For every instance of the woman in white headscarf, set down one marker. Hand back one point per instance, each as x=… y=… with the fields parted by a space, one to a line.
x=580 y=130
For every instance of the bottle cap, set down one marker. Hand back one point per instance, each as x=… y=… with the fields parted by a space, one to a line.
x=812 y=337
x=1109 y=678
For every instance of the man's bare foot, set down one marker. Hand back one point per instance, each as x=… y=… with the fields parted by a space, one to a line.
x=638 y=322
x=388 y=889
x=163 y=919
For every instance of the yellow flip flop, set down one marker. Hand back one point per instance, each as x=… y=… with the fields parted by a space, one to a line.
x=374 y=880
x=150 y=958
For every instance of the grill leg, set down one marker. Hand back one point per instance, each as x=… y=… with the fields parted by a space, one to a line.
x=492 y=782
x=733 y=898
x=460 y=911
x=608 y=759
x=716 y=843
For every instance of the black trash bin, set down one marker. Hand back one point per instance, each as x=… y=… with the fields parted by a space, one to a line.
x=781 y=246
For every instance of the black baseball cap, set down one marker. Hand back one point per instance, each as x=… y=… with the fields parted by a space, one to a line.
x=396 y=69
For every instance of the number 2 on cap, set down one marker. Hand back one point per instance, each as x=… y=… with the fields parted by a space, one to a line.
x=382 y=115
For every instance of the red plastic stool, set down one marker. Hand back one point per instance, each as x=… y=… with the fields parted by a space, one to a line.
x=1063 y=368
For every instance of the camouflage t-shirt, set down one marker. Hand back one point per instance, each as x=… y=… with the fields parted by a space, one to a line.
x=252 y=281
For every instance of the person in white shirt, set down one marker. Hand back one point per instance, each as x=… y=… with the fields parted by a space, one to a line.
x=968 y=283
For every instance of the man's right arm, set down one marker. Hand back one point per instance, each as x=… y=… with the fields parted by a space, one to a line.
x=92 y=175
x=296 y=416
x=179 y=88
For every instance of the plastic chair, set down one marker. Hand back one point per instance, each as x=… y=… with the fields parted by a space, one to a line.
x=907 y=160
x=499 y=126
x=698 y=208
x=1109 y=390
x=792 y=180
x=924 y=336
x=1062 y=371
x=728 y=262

· · · ·

§ WHAT TO DO
Please rewrite the items from the line containing "For every instance of the red" through the line containing "x=1063 y=368", both included, switching "red" to "blue" and leaving everything else unchanged.

§ ANSWER BELOW
For every instance of the blue plastic stool, set down one marker. Hand back one point per instance, each as x=… y=… with the fields parted by a space, one to a line.
x=1063 y=368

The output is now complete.